Start Records provided
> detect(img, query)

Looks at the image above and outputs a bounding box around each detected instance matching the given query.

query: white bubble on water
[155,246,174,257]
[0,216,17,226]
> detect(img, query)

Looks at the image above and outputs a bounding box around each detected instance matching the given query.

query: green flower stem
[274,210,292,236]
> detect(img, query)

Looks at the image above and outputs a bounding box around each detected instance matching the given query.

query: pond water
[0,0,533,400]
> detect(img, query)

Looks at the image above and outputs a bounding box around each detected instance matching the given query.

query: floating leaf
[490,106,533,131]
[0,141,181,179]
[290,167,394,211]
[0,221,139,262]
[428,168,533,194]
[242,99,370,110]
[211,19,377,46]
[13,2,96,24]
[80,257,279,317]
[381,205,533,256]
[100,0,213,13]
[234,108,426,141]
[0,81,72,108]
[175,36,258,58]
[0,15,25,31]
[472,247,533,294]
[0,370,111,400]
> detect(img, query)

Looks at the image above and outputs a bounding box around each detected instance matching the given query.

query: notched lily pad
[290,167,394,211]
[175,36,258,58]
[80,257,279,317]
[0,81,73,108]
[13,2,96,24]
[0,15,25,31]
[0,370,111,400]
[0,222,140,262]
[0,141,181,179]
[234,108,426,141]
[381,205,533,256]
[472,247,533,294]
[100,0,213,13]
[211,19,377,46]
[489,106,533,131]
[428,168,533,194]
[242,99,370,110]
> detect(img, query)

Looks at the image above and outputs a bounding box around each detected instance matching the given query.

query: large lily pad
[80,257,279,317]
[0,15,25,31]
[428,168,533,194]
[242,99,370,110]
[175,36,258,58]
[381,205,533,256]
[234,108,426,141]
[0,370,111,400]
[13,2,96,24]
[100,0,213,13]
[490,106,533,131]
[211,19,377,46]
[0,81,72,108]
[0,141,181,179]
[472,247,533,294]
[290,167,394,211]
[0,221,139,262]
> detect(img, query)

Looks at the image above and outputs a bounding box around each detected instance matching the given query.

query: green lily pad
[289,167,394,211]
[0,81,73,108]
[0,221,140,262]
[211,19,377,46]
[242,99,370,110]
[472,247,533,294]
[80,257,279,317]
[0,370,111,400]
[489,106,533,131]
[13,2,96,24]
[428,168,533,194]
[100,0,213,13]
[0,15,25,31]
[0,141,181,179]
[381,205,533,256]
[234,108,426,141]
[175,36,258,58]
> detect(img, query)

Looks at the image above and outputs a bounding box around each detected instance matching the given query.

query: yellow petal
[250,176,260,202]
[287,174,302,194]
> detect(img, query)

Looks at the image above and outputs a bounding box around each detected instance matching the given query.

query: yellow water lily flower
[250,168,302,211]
End Records provided
• What the task requires:
Please convert all the items above into a two-column CSV with the columns item_text and answer, one row per item. Put each item's text and its answer in a single quoted field apiece, with line breaks replaced by spaces.

• Solution:
item_text,answer
"> detect(img, query) Looks at the image above and outputs a bounding box around each detected instance matching the given query. query: white bubble on water","[155,246,174,257] [0,216,17,226]"
"> detect(img, query) Looks at the image above and outputs a bounding box around each detected instance matching the given query. query: green flower stem","[274,210,292,236]"
"> detect(img, query) Looks at the image above and outputs a bounding box around each detected instance matching the given query. query: pond water","[0,0,533,400]"
"> detect(img, query) Looks at the image above and outputs a bounding box around each detected instance matching the given query. query: floating leaf","[490,106,533,131] [0,141,181,179] [290,167,394,211] [0,221,139,262] [428,168,533,194] [242,99,370,110] [211,19,377,46] [13,2,96,24] [80,257,279,317] [381,205,533,256] [100,0,213,13] [234,108,426,141] [0,81,72,108] [175,36,258,58] [0,15,25,31] [472,247,533,294] [0,370,111,400]"
"> detect(img, query) Looks at the image above and outputs a bounding box around each detected instance matching the given query. query: notched lily pad","[290,167,394,211] [175,36,258,58] [80,257,279,317] [0,81,73,108] [13,2,96,24] [0,15,25,31] [0,370,111,400] [0,222,140,262] [0,141,181,179] [234,108,426,141] [381,205,533,256] [472,247,533,294] [100,0,213,13] [211,19,377,46] [489,106,533,131] [428,168,533,194] [242,99,370,110]"
"> detect(img, query) Looks at the image above and outputs a bounding box around each detected instance matching the given query. query: large lily pad","[80,257,279,317] [0,15,25,31] [428,168,533,194] [242,99,370,110] [175,36,258,58] [381,205,533,256] [234,108,426,141] [0,370,111,400] [13,2,96,24] [100,0,213,13] [490,106,533,131] [211,19,377,46] [0,81,72,108] [0,141,181,179] [472,247,533,294] [290,167,394,211] [0,221,139,262]"
"> detect(img, query) Looks at the image above and outputs a bounding box around each detected instance matching the given query. query: green lily pad","[289,167,394,211] [0,81,73,108] [0,221,140,262] [211,19,377,46] [242,99,370,110] [472,247,533,294] [80,257,279,317] [0,370,111,400] [489,106,533,131] [13,2,96,24] [428,168,533,194] [100,0,213,13] [0,15,25,31] [0,141,181,179] [381,205,533,256] [234,108,426,141] [175,36,258,58]"
"> detect(img, query) Looks at the image above and outputs a bounding box around each detected instance matching the given query. query: yellow petal","[250,176,260,202] [287,174,302,194]"
"> detect(img, query) Looks at the image above and outputs a bounding box around each detected instance matching the given query. query: yellow water lily flower","[250,168,302,211]"